→ Documento de origem
┄┄┄┄┄┄┄┄┄┄┄┄┄┄┄┄┄┄┄┄

HOMENAGEM
Prestar homenagem significa o ato de curvar-se, ajoelhar-se ou prostrar o corpo, ou, por meio de algum outro gesto, demonstrar submissão ou simplesmente apresentar seus respeitos. É uma tradução adequada do hebraico shahháh e do grego proskynéo, em muitos casos.
Shahháh significa, basicamente, “curvar-se”. (Pro. 12:25) Este curvar-se poderia ser feito como um ato de respeito ou deferência para com outro humano, como a um rei (1 Sam. 24:8; 2 Sam. 24:20; Sal. 45:11), ao sumo sacerdote (1 Sam. 2:36), a um profeta (2 Reis 2:15), ou a outra pessoa que dispunha de autoridade (Gên. 37:9, 10; 42:6; Rute 2:8-10), a um parente mais idoso (Gên. 33:1-6; 48:11, 12; Êxo. 18:7; 1 Reis 2:19), ou até mesmo a estranhos, como expressão de respeito cortês. (Gên. 19:1, 2) Abraão se curvou diante dos filhos cananeus de Hete, dos quais procurava comprar um sepulcro. (Gên. 23:7) A bênção de Isaque sobre Jacó exigia que grupos nacionais e os próprios “irmãos” de Jacó se curvassem perante ele. (Gên. 27:29; compare com 49:8.) Quando os homens começavam a curvar-se diante de Absalão, filho de Davi, ele os segurava e os beijava, evidentemente para promover suas ambições políticas, fingindo colocar-se no mesmo nível que eles. (2 Sam. 15:5, 6) Mordecai recusou-se a prostrar-se diante de Hamã, não por considerar tal prática como errada em si, mas, sem dúvida, porque este alto oficial persa era um amalequita de ascendência amaldiçoada. (Ester 3:1-6) Os conquistadores babilônios de Judá mandaram efetivamente que os do povo dela se curvassem e fizessem de suas costas como que uma rua, para os conquistadores atravessarem. — Isa. 51:23.
Dos exemplos supracitados, torna-se claro que este termo hebraico, em si, não necessariamente possui conotação religiosa, nem significa adoração. Sem embargo, num grande número de casos, é usado em relação com a adoração, quer do verdadeiro Deus (Êxo. 24:1; Sal. 95:6; Isa. 27:13; 66:23), quer dos deuses falsos. (Deut. 4:19; 8:19; 11:16) As pessoas poderiam curvar-se em oração a Deus (Êxo. 34:8; Jó 1:20, 21), e amiúde se prostravam ao receberem alguma revelação da parte de Deus, ou alguma expressão ou evidência de Seu favor, desta forma mostrando gratidão, reverência e submissão humilde à Sua vontade. — Gên. 24:23-26, 50-52; Êxo. 4:31; 12:27, 28; 2 Crô. 7:3; 20:14-19; compare com 1 Coríntios 14:25; Revelação 19:1-4.

┄┄┄┄┄┄┄┄┄┄┄┄┄┄┄┄┄┄┄┄

→ Entradas fornecidas

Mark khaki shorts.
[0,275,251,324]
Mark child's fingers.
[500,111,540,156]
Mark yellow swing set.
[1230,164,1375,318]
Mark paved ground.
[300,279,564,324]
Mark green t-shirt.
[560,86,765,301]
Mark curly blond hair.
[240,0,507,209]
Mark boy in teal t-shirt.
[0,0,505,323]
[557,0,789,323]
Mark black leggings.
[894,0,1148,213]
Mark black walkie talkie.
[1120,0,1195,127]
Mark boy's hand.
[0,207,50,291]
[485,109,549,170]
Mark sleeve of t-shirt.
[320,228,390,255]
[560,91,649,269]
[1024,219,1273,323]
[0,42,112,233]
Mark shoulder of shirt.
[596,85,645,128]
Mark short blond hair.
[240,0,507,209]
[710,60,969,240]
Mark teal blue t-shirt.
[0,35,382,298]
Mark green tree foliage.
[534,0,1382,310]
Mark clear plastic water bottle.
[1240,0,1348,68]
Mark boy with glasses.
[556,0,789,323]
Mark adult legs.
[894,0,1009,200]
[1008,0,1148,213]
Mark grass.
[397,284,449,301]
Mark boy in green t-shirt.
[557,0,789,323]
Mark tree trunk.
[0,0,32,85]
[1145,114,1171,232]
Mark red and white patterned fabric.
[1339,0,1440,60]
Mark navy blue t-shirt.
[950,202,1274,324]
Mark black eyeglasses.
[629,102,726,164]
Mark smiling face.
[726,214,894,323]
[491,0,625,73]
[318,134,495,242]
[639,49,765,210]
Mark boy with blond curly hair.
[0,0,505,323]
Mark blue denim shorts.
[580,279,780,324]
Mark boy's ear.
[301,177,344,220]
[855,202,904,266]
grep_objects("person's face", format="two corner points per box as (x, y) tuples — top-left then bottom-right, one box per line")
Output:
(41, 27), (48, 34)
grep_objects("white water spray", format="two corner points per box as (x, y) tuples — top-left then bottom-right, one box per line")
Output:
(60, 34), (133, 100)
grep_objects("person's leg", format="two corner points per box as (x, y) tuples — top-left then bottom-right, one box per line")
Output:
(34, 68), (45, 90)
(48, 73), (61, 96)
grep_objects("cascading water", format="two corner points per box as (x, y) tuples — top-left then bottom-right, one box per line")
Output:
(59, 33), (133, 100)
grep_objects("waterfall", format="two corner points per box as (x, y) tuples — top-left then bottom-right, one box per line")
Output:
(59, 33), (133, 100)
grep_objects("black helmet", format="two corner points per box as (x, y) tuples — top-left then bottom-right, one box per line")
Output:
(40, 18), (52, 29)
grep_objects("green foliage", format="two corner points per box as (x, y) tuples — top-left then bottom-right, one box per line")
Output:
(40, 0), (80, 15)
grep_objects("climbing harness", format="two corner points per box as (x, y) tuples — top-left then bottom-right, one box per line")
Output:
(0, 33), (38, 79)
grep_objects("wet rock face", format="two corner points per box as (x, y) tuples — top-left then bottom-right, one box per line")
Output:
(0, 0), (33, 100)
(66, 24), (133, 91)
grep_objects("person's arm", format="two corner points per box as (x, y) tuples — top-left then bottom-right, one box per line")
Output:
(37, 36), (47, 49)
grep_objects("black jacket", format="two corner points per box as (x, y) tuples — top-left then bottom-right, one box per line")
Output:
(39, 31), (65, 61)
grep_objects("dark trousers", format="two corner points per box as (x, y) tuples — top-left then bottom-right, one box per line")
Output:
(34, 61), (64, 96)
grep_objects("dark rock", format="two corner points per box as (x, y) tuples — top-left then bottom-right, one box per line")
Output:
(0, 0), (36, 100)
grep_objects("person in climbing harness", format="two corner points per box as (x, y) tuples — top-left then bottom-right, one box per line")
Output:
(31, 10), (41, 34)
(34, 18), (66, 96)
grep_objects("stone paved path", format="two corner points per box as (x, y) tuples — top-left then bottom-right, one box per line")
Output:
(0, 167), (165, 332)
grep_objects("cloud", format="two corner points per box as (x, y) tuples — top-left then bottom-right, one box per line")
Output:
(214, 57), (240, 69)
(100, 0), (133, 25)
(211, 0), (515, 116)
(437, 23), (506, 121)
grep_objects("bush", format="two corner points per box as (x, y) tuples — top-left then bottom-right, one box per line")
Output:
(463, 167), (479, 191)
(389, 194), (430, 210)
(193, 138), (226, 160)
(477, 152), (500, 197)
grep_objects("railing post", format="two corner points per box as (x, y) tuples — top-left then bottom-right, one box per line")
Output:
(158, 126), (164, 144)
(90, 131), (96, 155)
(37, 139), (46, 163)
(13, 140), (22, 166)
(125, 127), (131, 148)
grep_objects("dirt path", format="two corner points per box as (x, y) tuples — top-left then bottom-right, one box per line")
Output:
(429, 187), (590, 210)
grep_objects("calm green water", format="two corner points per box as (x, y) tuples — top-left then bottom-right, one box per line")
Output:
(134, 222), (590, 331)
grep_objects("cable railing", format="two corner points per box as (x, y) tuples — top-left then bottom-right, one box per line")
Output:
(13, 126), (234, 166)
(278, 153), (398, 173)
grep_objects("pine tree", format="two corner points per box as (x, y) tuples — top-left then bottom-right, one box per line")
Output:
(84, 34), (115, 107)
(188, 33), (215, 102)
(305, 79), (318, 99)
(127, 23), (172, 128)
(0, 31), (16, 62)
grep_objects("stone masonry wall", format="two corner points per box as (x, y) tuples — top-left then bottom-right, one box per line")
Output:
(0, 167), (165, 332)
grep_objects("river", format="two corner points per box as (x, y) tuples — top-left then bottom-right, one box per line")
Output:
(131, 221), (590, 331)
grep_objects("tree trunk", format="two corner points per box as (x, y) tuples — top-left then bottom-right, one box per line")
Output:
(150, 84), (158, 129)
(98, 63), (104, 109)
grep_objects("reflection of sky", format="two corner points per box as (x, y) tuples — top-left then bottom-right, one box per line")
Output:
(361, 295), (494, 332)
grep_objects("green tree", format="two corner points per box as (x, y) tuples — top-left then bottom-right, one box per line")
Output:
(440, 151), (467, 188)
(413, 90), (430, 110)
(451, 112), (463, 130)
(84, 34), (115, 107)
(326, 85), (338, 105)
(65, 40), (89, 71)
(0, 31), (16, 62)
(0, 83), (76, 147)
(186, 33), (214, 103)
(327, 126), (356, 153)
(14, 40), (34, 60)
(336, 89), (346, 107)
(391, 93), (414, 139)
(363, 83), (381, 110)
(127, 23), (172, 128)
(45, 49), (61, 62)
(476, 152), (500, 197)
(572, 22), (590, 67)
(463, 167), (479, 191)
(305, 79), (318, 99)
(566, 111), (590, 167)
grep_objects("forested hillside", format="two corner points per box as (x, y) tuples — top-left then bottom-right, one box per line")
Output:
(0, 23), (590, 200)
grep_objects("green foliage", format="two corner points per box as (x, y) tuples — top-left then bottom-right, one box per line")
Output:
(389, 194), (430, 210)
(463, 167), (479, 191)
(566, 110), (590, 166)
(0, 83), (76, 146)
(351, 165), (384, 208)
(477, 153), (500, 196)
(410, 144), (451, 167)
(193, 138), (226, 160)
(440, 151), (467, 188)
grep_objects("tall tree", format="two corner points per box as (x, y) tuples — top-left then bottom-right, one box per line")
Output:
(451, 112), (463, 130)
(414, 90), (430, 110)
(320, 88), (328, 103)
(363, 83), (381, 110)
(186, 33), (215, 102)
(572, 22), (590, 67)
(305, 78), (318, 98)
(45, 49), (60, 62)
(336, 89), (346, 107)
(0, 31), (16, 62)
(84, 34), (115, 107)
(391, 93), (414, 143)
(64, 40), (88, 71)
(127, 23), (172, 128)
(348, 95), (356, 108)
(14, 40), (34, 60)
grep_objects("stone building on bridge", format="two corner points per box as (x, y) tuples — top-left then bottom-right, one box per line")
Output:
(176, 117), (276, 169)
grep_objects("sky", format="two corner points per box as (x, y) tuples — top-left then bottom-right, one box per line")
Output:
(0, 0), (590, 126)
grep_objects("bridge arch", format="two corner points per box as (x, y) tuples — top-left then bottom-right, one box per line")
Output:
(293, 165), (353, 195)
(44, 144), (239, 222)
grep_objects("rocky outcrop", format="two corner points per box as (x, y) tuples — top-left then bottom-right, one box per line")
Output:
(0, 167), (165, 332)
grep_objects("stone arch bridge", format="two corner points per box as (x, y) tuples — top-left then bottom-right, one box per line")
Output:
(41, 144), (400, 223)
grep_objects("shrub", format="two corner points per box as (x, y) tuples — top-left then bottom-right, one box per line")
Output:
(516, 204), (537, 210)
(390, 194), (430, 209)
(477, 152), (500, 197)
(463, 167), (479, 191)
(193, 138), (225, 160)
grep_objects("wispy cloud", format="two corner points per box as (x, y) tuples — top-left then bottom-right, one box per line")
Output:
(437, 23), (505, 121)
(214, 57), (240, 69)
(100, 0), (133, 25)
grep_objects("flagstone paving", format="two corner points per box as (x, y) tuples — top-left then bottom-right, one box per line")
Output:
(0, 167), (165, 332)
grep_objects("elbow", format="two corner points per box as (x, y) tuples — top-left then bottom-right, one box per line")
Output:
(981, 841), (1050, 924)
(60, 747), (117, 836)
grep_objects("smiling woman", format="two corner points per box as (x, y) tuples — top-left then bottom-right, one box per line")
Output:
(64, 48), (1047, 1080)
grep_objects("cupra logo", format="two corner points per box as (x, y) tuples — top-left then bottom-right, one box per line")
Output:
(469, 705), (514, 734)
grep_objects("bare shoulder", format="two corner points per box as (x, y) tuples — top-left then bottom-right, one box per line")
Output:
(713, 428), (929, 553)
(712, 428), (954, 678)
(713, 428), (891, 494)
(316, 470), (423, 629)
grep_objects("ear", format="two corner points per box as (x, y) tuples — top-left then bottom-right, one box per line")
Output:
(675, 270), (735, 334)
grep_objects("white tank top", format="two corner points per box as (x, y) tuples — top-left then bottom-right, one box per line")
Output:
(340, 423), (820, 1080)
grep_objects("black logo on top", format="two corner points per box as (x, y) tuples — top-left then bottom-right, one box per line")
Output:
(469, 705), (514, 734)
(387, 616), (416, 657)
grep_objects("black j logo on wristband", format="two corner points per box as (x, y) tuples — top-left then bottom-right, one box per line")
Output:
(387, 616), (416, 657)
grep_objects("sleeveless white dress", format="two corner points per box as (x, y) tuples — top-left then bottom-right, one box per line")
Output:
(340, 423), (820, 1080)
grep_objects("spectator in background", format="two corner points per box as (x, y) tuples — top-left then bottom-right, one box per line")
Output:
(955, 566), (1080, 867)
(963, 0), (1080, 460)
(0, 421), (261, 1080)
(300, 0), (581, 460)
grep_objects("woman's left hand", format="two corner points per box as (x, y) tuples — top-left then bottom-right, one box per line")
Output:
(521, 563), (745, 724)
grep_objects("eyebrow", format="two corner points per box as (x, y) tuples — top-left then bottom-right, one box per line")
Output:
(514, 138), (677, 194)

┄┄┄┄┄┄┄┄┄┄┄┄┄┄┄┄┄┄┄┄

→ Problemas a resolver
(1) Por favor, reescreva o trecho da listagem que vai da linha com "Mark smiling face." até a linha com "(48, 73), (61, 96)", inclusive, alterando "Output" para "Result" e mantendo todo o resto igual.
(2) Prossiga com o texto sobre o ato de prestar homenagem a partir do ponto em que ele termina.

→ Respostas por tarefa
(1)
Mark smiling face.
[726,214,894,323]
[491,0,625,73]
[318,134,495,242]
[639,49,765,210]
Mark boy with blond curly hair.
[0,0,505,323]
Mark blue denim shorts.
[580,279,780,324]
Mark boy's ear.
[301,177,344,220]
[855,202,904,266]
grep_objects("person's face", format="two corner points per box as (x, y) tuples — top-left then bottom-right, one box per line")
Result:
(41, 27), (48, 34)
grep_objects("white water spray", format="two corner points per box as (x, y) tuples — top-left then bottom-right, one box per line")
Result:
(60, 34), (133, 100)
grep_objects("person's leg", format="two corner points per box as (x, y) tuples — top-left then bottom-right, one box per line")
Result:
(34, 68), (45, 90)
(48, 73), (61, 96)

(2)
Curvar-se diante dos humanos como um ato de respeito era algo admissível, mas curvar-se diante de outrem, a não ser Jeová, como deidade, era proibido por Deus. (Êxo. 23:24; 34:14) Similarmente, o curvar-se em atitude de adoração diante de imagens religiosas ou diante de qualquer coisa criada era positivamente condenado. (Êxo. 20:4, 5; Lev. 26:1; Deut. 4:15-19; Isa. 2:8, 9, 20, 21) Assim, nas Escrituras Hebraicas, quando certos servos de Jeová se prostraram diante de anjos, somente o fizeram em reconhecimento de que os anjos eram representantes de Deus, e não como lhes prestando homenagem quais deidades. — Jos. 5:13-15; Gên. 18:1-3.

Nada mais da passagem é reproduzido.